■ Aim ■
Which lines in the material below contain the string "stalk"? Pick out each of them, matching case exactly.

---------- Information supplied ----------

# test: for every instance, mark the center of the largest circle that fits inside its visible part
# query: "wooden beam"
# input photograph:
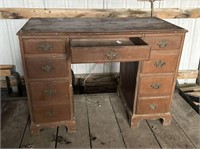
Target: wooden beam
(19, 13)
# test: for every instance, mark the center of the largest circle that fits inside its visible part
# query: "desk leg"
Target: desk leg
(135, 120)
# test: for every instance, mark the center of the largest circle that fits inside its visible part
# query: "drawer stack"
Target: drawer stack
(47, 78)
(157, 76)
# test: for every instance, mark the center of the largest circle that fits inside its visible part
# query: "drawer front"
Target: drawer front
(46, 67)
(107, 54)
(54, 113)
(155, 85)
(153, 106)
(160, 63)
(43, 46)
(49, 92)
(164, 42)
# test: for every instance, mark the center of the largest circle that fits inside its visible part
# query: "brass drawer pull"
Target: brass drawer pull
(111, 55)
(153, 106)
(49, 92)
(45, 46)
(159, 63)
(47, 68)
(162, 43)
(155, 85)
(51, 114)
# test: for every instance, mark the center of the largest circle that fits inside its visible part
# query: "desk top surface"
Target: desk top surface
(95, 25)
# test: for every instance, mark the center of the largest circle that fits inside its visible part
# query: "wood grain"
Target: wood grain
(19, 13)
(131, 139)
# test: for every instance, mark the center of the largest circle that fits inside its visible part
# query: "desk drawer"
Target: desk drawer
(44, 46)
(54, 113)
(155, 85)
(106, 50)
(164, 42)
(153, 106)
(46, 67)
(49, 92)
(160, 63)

----------
---------- Information supplied ----------

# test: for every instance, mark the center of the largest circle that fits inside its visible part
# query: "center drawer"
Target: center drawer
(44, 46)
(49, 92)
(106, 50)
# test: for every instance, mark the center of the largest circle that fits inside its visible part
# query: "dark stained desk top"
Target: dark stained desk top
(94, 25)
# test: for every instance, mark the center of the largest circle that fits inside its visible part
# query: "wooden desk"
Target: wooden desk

----------
---------- Information supplied ----------

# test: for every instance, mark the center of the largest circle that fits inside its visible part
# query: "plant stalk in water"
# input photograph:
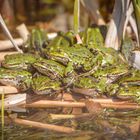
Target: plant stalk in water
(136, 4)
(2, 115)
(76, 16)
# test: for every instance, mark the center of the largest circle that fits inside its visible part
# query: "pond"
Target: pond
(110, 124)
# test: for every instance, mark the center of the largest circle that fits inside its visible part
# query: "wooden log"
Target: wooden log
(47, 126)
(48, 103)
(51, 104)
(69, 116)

----------

■ Expected answer ■
# query: "plant stalk in water"
Target: plant stalk in water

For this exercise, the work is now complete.